GIVEN EXERCISE: Edit the records from the line containing "Please identify the asphalt" through the line containing "(1030, 274)" so that "car door" becomes "vehicle door", and give only those lines, with everything else left as it is.

# # # #

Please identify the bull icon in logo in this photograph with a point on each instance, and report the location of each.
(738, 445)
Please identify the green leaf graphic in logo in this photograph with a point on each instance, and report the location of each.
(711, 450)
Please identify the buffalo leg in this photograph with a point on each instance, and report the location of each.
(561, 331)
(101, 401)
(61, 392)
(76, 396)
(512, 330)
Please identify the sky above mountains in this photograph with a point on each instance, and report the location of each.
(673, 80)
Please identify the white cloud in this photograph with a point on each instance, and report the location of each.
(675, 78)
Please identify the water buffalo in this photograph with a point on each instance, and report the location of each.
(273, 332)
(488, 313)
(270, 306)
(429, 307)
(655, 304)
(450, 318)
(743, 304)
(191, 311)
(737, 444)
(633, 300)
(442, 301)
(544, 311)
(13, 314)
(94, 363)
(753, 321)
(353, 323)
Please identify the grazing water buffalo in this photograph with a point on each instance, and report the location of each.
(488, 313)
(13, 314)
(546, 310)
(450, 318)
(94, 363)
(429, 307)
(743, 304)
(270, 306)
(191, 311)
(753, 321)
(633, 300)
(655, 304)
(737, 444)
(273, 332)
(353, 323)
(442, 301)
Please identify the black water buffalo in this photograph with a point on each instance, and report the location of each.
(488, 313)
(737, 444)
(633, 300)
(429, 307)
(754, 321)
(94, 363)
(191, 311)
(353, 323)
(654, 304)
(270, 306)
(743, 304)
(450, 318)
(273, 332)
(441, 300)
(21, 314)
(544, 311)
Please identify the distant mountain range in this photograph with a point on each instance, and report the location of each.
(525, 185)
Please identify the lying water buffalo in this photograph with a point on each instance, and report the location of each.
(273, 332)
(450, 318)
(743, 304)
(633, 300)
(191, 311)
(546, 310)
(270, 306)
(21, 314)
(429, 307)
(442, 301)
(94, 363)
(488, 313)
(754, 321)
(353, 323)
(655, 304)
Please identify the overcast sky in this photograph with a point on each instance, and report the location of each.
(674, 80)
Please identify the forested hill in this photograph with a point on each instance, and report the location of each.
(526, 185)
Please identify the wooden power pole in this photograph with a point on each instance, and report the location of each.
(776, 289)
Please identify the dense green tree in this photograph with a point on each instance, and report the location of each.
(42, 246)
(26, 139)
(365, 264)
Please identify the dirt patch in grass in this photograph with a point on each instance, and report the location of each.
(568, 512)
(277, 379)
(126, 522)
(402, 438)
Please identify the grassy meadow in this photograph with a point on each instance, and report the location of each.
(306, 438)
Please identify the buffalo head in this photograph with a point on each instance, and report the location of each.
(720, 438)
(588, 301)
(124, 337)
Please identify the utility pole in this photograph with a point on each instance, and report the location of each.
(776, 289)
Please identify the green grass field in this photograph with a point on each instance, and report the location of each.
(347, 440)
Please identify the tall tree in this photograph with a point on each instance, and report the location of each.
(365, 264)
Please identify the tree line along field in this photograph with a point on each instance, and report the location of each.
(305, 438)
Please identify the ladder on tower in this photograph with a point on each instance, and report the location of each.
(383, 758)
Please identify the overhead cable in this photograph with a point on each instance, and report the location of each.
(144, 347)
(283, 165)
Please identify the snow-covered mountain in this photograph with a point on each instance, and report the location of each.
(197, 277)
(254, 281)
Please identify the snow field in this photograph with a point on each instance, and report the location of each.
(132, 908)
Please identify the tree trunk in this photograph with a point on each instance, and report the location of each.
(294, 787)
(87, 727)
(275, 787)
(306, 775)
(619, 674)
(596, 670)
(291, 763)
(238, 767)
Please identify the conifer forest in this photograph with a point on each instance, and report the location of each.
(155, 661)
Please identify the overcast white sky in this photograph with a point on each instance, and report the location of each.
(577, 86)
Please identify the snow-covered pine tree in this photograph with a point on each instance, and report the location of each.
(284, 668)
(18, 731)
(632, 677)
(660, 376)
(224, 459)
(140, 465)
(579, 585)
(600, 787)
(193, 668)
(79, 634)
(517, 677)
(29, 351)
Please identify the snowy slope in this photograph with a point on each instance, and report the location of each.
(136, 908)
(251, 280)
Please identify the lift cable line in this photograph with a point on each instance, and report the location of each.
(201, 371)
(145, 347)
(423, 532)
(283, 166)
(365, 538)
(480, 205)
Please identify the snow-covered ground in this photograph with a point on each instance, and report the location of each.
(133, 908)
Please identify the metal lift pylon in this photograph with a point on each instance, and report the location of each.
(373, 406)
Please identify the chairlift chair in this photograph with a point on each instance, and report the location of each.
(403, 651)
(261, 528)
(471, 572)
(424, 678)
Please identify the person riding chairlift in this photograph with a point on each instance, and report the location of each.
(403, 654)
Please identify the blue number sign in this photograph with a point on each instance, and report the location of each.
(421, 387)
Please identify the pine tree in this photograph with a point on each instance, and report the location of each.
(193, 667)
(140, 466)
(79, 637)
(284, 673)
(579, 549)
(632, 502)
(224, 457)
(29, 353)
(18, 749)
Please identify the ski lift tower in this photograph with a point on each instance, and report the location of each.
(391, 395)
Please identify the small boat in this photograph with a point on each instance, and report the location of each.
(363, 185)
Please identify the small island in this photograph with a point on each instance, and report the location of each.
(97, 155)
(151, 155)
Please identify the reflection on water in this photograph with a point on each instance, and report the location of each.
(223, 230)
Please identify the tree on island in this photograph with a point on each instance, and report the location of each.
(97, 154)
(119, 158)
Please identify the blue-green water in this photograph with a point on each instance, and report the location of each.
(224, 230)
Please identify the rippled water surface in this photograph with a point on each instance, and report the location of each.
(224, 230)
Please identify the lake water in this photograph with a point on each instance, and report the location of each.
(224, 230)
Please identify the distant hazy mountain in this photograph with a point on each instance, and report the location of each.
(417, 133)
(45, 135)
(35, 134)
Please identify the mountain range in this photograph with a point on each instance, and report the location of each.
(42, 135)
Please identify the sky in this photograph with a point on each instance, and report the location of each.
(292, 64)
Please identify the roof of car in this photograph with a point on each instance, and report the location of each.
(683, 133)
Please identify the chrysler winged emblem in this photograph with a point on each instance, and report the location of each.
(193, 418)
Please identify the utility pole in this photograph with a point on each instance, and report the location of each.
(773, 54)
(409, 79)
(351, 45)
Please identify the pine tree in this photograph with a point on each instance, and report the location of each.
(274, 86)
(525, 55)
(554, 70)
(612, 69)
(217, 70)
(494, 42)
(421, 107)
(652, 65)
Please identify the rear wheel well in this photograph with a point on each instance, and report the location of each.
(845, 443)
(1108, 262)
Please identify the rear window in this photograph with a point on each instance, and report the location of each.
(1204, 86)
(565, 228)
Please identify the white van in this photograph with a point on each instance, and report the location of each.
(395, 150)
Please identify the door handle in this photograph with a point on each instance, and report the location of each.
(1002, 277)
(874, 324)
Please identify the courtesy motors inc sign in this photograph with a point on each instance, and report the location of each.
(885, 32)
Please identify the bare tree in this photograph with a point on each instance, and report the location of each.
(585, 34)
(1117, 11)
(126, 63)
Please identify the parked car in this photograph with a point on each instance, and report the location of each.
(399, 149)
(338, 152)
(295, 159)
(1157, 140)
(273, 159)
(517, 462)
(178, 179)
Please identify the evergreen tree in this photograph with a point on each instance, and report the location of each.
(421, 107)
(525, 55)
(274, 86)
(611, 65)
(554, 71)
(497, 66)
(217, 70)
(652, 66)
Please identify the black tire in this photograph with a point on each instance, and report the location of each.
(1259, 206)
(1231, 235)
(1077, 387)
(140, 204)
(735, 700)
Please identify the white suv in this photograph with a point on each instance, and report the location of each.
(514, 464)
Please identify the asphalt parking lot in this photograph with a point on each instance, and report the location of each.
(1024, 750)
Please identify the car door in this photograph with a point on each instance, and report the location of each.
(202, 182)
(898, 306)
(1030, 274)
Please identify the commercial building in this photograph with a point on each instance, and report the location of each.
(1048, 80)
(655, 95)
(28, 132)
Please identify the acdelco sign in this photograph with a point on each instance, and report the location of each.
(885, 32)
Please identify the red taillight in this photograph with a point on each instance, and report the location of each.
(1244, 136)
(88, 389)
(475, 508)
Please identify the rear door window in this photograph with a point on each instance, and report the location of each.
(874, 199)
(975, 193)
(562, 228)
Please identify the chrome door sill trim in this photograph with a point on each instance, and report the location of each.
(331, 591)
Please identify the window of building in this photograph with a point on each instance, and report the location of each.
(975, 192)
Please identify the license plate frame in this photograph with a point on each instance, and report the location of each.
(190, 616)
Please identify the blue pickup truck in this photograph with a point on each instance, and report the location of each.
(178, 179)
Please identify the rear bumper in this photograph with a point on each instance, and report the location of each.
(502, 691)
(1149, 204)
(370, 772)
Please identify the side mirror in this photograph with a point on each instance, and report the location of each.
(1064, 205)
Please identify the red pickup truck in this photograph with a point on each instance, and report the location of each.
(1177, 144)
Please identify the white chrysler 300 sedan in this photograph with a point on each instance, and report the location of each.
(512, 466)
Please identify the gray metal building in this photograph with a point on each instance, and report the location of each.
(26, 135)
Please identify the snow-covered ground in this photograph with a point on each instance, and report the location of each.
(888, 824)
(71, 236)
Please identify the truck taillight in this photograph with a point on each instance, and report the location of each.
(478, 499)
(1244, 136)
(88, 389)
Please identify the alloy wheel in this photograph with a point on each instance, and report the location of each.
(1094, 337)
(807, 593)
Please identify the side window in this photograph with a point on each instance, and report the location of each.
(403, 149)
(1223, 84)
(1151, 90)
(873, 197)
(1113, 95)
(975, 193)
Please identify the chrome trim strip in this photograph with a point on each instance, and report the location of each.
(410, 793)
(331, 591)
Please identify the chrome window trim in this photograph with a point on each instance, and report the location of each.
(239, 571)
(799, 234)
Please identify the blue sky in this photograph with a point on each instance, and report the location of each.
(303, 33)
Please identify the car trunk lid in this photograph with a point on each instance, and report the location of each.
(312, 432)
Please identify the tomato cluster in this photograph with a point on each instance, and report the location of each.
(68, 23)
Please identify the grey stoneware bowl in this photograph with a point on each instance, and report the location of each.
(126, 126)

# # # #

OUTPUT FOR THIS TASK:
Please identify the asphalt parking lot in this photograph with a point on each instance, and report the location of each.
(1024, 750)
Please identify the vehicle door in this photograph with a point on each instance, and report the location of each.
(202, 182)
(898, 306)
(1030, 274)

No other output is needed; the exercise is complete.